===== Exercise inputs =====

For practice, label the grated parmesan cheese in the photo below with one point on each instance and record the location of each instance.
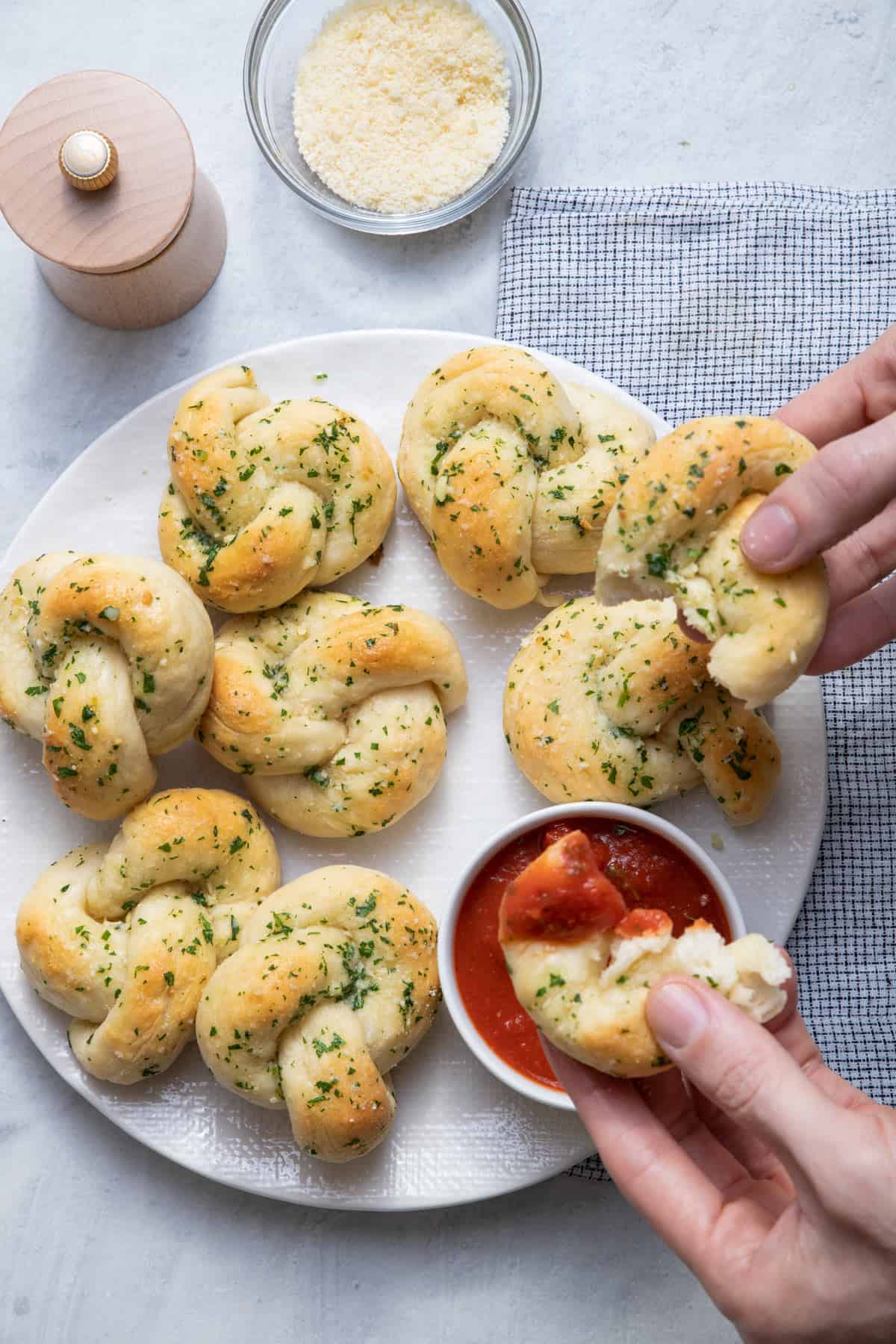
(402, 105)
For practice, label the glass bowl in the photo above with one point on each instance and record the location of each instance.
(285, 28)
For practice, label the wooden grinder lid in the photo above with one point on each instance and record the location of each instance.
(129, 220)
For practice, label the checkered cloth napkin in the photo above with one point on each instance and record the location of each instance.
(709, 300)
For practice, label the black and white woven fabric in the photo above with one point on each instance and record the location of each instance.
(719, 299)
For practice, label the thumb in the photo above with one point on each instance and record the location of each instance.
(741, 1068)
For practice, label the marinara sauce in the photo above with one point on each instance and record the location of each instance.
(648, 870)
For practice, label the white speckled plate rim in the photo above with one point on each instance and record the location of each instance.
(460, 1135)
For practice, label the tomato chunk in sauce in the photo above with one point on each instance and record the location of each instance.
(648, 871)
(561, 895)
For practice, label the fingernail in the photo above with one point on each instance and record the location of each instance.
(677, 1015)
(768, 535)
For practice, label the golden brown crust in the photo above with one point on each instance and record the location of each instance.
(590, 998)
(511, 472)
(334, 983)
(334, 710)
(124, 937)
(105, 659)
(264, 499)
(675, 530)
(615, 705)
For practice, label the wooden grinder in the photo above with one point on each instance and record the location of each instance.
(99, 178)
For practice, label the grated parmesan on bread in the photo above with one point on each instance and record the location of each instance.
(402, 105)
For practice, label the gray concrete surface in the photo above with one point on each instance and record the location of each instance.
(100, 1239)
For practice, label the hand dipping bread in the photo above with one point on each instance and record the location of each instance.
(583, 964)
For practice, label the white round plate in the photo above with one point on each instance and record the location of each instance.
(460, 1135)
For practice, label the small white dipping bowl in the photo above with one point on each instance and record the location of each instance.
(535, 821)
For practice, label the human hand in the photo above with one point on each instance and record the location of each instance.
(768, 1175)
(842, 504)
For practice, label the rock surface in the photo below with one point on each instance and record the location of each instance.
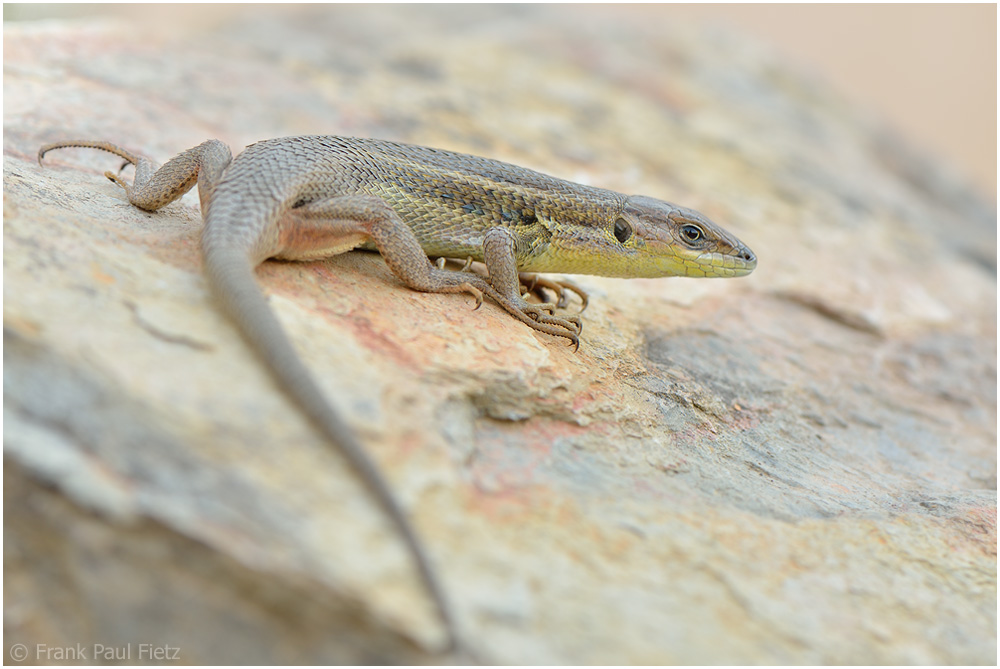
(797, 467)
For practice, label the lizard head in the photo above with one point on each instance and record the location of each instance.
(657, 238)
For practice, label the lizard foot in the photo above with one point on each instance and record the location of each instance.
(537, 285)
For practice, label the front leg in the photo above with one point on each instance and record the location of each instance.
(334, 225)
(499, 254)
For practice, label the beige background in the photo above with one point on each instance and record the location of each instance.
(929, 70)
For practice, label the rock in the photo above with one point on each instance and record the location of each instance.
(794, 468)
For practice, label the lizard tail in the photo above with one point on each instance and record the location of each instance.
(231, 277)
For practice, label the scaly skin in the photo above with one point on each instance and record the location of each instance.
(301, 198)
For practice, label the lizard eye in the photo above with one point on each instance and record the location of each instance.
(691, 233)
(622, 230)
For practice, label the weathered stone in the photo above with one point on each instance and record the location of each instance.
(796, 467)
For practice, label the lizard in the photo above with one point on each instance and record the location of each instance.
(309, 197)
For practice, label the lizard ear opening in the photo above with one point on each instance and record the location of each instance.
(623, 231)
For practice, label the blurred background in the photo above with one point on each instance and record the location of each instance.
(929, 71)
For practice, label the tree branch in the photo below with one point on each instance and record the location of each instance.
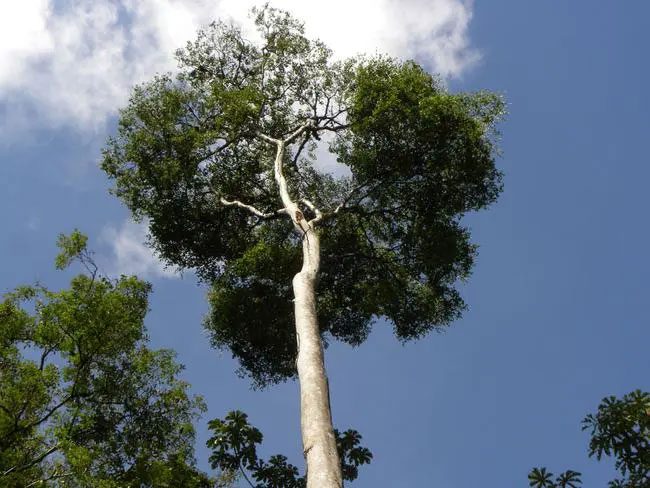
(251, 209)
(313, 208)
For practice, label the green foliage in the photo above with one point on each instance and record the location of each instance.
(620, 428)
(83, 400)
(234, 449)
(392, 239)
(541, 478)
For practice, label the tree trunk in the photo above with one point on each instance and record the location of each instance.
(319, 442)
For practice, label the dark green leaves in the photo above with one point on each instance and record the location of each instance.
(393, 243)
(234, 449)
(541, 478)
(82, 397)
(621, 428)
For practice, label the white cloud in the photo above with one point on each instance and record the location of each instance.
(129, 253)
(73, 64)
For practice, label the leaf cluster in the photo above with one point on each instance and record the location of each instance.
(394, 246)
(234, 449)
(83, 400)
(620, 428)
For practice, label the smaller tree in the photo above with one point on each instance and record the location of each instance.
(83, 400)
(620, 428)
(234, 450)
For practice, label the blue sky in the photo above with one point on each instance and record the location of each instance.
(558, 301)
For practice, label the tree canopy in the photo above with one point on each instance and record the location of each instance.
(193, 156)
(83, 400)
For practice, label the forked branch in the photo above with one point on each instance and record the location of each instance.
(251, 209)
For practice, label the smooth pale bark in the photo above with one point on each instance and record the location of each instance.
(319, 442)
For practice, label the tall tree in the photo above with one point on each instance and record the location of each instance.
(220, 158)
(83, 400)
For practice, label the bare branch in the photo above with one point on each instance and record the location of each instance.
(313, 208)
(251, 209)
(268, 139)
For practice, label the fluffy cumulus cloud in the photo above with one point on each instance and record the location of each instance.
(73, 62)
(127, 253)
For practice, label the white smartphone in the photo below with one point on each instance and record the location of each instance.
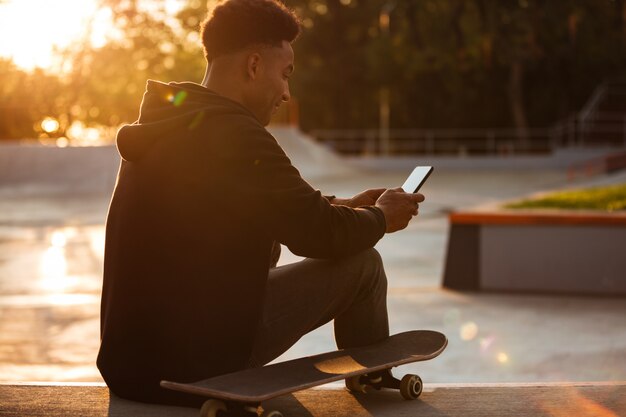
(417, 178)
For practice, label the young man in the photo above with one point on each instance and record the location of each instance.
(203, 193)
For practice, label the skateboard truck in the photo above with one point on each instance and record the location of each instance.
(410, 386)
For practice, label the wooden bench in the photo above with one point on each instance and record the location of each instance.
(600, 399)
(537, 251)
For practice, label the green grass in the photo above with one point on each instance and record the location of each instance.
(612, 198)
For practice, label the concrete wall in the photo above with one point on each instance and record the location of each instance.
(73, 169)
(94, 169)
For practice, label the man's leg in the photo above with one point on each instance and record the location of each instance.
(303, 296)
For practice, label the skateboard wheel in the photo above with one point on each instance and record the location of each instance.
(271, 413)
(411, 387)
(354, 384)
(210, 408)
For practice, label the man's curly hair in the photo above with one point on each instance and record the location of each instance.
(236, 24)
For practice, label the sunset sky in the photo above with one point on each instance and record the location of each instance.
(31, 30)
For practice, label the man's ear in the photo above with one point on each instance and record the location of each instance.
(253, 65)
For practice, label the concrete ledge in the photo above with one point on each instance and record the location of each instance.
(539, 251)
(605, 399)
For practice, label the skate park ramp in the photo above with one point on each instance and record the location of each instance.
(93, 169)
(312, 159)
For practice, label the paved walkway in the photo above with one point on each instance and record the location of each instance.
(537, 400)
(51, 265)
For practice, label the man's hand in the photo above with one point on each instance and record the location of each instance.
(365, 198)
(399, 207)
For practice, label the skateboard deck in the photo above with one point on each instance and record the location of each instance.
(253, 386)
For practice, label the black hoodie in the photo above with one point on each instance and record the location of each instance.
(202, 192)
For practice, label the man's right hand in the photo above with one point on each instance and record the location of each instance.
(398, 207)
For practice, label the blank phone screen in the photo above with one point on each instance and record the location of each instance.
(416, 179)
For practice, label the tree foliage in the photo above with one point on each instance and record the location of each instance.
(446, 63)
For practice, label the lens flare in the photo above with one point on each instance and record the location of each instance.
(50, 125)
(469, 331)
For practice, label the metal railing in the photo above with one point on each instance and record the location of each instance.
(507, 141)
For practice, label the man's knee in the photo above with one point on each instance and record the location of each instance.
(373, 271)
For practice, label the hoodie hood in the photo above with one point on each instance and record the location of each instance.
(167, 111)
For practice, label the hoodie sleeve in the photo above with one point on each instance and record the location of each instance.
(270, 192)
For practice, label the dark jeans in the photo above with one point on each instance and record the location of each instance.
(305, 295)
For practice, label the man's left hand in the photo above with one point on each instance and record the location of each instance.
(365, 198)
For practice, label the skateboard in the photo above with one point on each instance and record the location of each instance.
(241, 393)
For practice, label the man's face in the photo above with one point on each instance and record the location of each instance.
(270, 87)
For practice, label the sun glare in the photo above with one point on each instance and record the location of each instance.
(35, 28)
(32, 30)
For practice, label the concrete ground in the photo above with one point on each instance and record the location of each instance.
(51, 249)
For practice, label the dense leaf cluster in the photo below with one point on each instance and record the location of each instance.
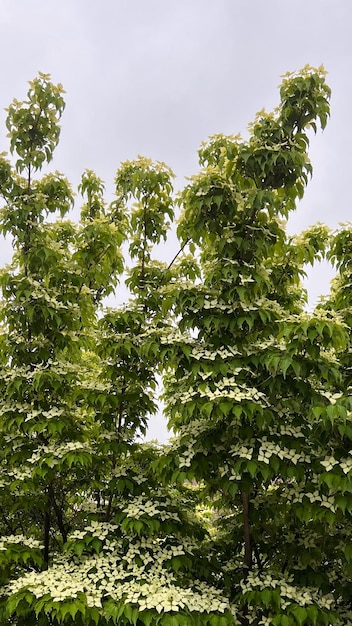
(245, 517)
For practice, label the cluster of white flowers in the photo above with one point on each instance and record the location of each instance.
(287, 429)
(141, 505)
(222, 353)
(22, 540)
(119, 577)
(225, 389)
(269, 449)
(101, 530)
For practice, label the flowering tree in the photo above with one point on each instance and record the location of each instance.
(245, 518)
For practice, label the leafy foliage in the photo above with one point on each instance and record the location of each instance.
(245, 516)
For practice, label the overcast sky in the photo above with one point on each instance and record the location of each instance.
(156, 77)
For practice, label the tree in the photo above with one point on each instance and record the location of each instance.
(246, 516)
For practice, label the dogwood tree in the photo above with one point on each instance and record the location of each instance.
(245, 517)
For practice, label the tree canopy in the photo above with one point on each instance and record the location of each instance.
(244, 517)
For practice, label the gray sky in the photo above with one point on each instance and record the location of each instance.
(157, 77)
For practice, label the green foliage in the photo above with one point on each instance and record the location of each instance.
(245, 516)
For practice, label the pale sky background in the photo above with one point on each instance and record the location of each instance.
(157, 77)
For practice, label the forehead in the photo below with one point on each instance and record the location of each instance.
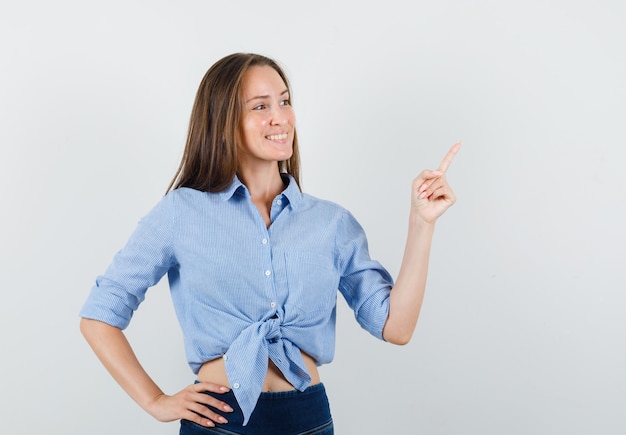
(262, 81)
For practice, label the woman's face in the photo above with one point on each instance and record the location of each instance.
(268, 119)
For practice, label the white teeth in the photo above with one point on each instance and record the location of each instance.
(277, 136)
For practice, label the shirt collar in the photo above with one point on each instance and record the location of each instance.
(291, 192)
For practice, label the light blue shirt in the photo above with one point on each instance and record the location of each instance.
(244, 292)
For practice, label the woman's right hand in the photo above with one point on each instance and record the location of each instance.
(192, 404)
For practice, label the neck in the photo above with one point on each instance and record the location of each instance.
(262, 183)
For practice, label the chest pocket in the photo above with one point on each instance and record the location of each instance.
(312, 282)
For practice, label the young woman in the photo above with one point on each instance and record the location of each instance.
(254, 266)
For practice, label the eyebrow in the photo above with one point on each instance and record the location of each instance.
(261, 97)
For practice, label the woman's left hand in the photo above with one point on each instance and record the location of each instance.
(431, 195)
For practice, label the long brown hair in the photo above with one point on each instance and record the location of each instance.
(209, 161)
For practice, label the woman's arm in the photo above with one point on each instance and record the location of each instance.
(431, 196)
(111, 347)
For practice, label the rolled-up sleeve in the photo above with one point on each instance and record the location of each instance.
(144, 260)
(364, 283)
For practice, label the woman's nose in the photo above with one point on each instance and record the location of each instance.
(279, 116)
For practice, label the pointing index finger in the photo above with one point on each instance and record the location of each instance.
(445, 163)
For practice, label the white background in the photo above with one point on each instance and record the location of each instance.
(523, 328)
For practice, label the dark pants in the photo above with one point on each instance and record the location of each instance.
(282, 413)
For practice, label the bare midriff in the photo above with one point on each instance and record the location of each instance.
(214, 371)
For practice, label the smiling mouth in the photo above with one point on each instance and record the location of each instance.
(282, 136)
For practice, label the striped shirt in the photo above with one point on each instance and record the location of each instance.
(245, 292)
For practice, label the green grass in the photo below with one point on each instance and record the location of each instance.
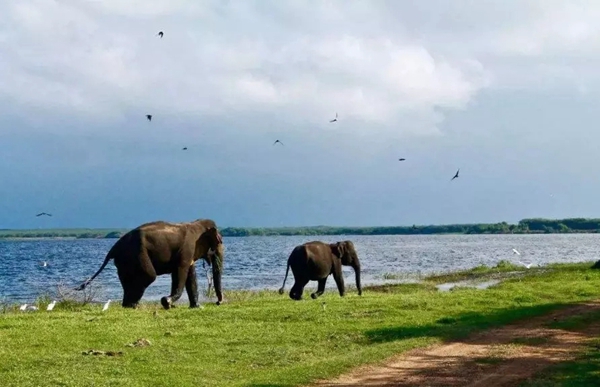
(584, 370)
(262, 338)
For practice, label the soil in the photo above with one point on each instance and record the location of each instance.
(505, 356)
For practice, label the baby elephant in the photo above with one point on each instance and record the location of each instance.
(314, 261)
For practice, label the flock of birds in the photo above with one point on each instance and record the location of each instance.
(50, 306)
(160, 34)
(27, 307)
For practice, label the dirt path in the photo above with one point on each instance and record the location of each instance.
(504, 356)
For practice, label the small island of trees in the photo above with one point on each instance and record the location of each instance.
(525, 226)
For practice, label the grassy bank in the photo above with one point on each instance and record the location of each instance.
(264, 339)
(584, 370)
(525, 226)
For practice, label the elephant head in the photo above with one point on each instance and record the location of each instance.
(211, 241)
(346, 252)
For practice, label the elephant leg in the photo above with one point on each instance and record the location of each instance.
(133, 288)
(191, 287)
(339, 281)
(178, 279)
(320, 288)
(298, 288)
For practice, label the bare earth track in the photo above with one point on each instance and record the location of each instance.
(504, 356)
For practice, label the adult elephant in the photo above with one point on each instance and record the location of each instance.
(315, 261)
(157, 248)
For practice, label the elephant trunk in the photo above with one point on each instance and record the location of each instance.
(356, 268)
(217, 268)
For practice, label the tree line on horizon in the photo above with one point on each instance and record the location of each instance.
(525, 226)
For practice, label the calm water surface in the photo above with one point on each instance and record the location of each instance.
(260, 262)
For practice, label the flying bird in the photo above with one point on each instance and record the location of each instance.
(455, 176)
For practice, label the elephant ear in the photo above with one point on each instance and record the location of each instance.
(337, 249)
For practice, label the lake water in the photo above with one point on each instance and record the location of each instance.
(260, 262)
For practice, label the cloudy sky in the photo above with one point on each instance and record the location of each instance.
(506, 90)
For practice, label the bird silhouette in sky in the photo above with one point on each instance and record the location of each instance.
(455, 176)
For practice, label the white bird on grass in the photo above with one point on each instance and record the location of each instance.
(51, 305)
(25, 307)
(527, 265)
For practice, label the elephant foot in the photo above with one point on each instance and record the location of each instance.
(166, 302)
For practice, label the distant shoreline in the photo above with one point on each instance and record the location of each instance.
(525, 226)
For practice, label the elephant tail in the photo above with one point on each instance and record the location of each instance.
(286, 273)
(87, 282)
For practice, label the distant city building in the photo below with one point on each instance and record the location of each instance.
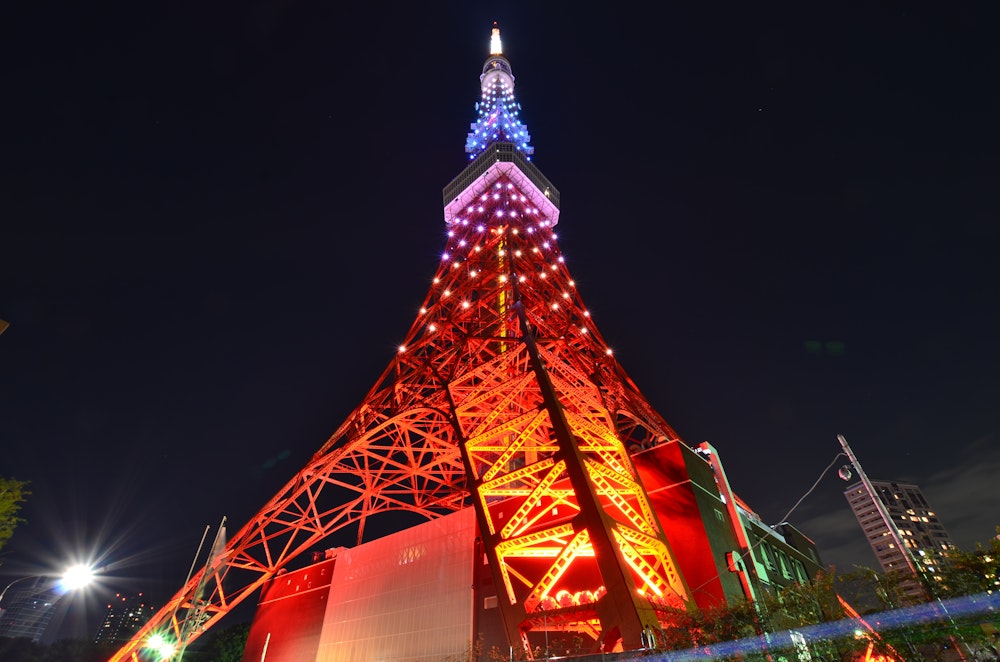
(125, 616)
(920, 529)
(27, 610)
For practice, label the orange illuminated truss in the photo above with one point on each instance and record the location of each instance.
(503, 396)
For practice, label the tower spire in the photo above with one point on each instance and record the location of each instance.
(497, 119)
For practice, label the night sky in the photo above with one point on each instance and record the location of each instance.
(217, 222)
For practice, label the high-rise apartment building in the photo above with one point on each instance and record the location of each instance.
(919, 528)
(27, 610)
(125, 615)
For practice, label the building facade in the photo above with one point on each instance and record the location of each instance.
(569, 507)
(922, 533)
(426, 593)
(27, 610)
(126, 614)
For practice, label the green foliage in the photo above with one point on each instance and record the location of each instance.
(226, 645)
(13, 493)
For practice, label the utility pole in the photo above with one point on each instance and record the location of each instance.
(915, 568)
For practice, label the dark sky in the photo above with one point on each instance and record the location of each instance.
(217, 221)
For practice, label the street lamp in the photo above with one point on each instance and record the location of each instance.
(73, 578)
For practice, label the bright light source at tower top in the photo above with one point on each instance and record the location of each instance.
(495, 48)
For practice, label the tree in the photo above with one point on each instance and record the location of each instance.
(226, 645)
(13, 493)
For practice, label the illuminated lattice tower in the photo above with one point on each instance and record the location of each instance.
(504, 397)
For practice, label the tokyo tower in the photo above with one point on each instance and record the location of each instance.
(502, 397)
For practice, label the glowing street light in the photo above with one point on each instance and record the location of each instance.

=====

▶ Description of the task:
Copy verbatim the span of lines that begins with the line holding "For practice, label the illuminated" and ends at the last line of the records.

▶ Exercise solution:
For practice, label the illuminated lattice tower in the photo above with one point on each instance and record the location of each instance.
(504, 397)
For practice, label the tokyo tower in the photo above with one point on each instance and record the location of each instance.
(502, 397)
For practice, label the glowing street light in the photo above with one point on each instance and record the location of each instance.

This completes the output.